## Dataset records
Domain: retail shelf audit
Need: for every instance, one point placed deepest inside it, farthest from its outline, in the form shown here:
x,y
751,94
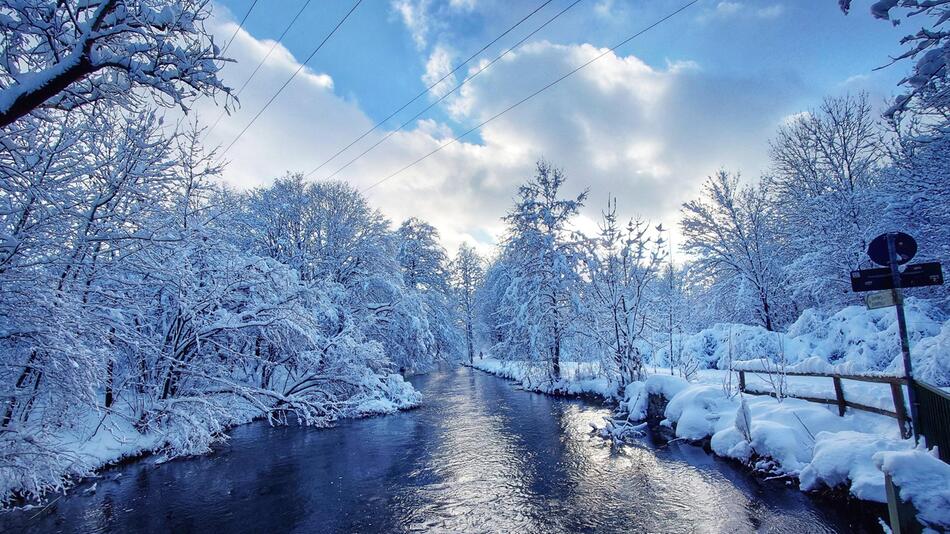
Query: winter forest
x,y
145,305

==

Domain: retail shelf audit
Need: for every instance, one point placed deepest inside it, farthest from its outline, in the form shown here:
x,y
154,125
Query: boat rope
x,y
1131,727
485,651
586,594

## REQUIRED WORK
Find every line in the records above that contains the string "Query", and copy each of those lines.

## WORKED ANSWER
Query: winter forest
Query: boat rope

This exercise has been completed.